__Required actions__:
**1.** Reproduce the passage of the Jeep 4.2L article below between "Our CJ’s 258" and "is the tradeoff.", inclusive.
**2.** From the rows below, pull out every line that contains the string "hazy".

__Text block__:
If you don’t have one of the old and trusty 4.2L- or 4.0L-equipped Jeeps you probably had one in the past or have a buddy with one. So what do you do when you want to get some more power from a used six-cylinder without breaking the bank? That is exactly what we aim to find out with this Jeep hop up.
The chassis this particular 4.2L engine is comfortably residing in is a typical lifted ’81 Jeep CJ-7 with big tires, heavy-duty drivetrain, and a Mopar Performance fuel-injection conversion replacing the OEM carburetor set-up. To find out just where we stood, the first item on the agenda was to run some chassis dyno baseline tests. It’s always good to know exactly how much, or in our case how little, power reaches the pavement. In order to keep drivetrain stress to minimum during dyno tests we tested it in rear-wheel-drive mode using Third gear in Hi-Range. This minimizes tire and driveline speeds. We’ve seen drivelines break on similar trucks during dyno tests done in Fourth gear. However, keep in mind that power assessment is most accurate with the transmission in 1:1 gear.
Our CJ’s 258 put down 76hp to the wheels at 3,500 rpm and 129 lb-ft of torque at 2,600 rpm. It seemed like it hit a wall, and didn’t want to go over 3,800 rpm. Why so little power? The answer lies mostly in the heavy-duty drivetrain and large tires. Basically, heavy-duty translates to less efficient in terms of drivetrain power losses. However, a more efficient drivetrain will not hold up to the extreme environment of rock crawling and 4x4 abuse, so that is the tradeoff.
After the dyno baseline tests a cylinder leakdown test revealed the valves were in poor shape. So what does every hot-rodder do now? Well, the typical approach is to overhaul the tired cylinder head and slide a new performance camshaft in place of the old one. Of course opting for hand porting the intake and exhaust ports of the cylinder head will yield even more potential power increase. So we went ahead and did just that.

__Material for this task__:
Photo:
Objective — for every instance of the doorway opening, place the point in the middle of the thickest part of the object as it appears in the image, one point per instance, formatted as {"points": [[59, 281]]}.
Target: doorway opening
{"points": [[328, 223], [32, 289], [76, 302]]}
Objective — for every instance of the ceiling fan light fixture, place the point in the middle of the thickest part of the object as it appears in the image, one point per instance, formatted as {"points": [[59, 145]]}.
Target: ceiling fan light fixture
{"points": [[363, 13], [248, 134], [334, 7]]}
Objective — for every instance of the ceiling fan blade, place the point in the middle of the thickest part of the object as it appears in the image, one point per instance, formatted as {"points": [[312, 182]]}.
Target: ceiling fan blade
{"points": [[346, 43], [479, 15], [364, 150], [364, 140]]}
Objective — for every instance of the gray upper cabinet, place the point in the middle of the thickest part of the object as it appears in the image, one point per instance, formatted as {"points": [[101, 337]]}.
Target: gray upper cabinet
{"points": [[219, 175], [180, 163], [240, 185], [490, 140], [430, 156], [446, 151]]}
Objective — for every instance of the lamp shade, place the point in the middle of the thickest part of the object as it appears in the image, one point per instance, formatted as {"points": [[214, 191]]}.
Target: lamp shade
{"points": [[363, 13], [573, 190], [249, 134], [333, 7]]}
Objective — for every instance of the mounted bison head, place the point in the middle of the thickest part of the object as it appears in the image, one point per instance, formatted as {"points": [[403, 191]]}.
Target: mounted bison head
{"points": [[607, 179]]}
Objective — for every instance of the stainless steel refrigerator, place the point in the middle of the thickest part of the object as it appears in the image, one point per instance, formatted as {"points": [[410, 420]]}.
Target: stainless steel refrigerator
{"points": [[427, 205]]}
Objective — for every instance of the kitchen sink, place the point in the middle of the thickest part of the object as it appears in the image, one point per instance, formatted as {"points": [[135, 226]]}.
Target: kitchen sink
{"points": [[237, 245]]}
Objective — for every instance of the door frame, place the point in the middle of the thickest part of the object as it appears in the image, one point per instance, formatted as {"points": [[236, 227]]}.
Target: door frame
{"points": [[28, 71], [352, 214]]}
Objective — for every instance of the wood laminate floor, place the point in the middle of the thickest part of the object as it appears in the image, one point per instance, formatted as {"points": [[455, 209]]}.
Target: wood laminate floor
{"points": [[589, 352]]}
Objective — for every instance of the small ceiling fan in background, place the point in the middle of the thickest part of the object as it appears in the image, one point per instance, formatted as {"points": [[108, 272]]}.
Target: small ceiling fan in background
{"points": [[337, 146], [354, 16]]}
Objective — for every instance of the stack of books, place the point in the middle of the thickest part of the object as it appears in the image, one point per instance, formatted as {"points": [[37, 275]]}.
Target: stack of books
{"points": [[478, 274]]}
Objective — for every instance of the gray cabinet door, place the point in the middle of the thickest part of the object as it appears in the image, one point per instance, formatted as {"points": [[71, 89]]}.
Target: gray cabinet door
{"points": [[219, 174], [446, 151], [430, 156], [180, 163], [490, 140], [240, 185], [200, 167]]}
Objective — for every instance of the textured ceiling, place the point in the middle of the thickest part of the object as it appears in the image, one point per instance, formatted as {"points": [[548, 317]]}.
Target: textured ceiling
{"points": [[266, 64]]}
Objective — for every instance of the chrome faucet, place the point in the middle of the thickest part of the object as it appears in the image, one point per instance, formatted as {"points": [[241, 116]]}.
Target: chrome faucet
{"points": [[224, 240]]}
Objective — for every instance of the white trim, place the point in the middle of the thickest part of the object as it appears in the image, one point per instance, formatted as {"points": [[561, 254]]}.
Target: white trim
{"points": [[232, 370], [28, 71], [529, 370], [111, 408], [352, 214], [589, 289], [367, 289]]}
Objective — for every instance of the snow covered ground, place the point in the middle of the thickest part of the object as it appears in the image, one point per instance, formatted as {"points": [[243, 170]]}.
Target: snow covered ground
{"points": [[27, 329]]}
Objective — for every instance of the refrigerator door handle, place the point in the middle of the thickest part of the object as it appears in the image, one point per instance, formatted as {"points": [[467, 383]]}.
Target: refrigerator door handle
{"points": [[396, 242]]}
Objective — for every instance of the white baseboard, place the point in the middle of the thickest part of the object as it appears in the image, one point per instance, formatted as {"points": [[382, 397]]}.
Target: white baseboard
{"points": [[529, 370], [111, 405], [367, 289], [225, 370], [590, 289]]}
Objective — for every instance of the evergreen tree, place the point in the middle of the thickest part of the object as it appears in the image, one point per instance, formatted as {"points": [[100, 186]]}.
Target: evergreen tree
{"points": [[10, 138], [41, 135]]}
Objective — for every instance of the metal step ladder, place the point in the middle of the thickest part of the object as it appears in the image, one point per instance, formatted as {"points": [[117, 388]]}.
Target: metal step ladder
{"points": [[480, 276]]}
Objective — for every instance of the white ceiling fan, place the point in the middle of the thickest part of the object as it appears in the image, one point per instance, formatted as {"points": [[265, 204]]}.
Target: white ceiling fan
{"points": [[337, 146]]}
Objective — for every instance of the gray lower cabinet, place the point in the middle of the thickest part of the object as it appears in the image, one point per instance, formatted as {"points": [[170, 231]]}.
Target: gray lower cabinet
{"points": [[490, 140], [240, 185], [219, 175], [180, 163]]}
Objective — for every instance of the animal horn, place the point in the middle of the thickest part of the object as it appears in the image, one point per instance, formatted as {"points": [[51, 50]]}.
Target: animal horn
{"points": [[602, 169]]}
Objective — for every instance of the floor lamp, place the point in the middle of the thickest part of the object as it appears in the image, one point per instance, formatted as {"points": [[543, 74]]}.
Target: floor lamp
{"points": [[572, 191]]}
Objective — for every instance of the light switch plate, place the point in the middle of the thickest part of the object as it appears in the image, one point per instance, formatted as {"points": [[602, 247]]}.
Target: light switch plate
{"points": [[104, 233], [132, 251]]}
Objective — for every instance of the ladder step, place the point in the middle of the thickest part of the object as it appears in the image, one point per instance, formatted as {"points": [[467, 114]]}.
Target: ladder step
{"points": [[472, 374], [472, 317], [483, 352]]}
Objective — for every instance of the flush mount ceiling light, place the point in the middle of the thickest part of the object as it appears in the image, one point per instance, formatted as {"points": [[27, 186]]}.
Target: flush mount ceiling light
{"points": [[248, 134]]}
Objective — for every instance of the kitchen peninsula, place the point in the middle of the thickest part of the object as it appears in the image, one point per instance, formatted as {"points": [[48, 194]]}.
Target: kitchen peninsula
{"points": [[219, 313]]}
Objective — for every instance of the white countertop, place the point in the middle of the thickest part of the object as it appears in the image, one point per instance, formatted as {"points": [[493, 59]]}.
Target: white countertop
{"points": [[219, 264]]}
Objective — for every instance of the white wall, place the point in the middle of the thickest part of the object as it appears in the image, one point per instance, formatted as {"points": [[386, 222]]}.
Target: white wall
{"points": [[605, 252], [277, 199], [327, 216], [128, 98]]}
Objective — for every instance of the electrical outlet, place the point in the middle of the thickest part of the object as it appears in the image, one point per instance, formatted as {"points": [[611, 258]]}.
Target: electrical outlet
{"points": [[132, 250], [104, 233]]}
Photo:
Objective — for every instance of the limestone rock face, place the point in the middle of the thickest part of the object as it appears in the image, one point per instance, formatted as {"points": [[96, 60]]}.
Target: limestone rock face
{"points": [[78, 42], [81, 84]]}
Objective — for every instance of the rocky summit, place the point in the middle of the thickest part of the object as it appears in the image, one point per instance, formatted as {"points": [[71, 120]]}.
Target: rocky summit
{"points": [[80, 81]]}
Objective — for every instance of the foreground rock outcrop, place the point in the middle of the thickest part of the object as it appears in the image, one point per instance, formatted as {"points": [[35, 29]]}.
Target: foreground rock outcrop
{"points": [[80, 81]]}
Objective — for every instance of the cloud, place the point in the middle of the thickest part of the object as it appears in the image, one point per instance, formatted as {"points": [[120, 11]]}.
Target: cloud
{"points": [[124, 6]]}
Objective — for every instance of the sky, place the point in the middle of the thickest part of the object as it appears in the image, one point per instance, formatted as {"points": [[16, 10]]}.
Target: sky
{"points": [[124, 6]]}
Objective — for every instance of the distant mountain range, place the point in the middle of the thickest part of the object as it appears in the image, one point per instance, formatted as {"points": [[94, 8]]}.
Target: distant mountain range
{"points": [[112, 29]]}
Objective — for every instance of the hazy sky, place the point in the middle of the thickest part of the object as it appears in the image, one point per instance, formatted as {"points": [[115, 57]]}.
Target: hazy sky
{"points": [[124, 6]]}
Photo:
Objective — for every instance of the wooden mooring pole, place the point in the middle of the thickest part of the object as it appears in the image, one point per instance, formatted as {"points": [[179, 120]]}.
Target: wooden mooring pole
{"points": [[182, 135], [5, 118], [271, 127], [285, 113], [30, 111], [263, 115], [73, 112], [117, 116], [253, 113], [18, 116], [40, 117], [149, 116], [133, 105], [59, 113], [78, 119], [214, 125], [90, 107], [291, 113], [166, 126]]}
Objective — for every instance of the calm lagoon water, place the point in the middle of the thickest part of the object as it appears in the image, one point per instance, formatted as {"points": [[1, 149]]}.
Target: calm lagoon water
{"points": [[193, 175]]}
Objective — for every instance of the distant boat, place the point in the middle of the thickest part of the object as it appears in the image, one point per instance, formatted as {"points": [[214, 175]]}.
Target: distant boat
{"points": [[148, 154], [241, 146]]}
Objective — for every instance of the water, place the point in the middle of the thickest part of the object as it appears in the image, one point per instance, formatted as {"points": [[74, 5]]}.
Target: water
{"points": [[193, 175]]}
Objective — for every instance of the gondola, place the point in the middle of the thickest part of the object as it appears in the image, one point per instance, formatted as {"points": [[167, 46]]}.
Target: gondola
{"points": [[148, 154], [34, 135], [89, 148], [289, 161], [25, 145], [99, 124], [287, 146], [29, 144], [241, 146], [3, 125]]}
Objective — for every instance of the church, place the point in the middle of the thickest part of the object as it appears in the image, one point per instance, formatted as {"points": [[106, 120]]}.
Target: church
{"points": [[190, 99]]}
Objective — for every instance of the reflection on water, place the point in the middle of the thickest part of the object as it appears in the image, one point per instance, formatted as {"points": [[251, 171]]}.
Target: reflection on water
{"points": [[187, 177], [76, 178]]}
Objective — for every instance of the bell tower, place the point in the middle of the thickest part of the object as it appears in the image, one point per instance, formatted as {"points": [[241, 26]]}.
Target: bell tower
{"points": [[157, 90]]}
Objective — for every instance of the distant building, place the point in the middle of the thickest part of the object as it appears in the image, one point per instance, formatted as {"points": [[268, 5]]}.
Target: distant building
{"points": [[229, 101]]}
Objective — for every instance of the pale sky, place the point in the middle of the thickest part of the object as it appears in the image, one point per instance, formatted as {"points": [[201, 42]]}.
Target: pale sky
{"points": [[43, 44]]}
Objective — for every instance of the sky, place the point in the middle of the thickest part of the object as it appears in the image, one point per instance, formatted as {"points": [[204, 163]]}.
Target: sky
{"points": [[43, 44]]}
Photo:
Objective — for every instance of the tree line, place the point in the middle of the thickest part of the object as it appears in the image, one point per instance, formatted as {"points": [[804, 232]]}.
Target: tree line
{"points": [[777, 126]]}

__Worked solutions__:
**1.**
Our CJ’s 258 put down 76hp to the wheels at 3,500 rpm and 129 lb-ft of torque at 2,600 rpm. It seemed like it hit a wall, and didn’t want to go over 3,800 rpm. Why so little power? The answer lies mostly in the heavy-duty drivetrain and large tires. Basically, heavy-duty translates to less efficient in terms of drivetrain power losses. However, a more efficient drivetrain will not hold up to the extreme environment of rock crawling and 4x4 abuse, so that is the tradeoff.

**2.**
Objective — for every instance of the hazy sky, place the point in the middle of the thickest part of the object as it appears in the image, one point per instance, formatted as {"points": [[115, 57]]}.
Target: hazy sky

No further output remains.